TASK TO CARRY OUT –
Copy every entry precisely.
─── RECORDS SHOWN
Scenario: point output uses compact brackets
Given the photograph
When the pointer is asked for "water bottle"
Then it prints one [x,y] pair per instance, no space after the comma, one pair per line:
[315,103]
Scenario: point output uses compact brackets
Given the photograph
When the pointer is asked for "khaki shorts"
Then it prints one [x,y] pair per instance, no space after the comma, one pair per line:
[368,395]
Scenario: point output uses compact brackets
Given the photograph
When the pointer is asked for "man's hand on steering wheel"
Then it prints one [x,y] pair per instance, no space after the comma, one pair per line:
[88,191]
──────
YOUR SOLUTION –
Scenario: point output uses compact brackets
Given the photograph
When the pointer is asked for "water bottle"
Then it prints one [x,y] pair per instance, no space after the comma, one pair per line:
[315,103]
Scenario: point output uses compact brackets
Given the photograph
When the pointer is asked for "khaki shorts"
Then it prints one [x,y] pair per instance, no space after the comma, one pair per line:
[368,395]
Scenario: point output uses compact brackets
Given the photograph
When the pointer is asked for "man's hand on steering wheel"
Then it prints one [x,y] pair per instance, no space after the comma, one pair per line:
[88,191]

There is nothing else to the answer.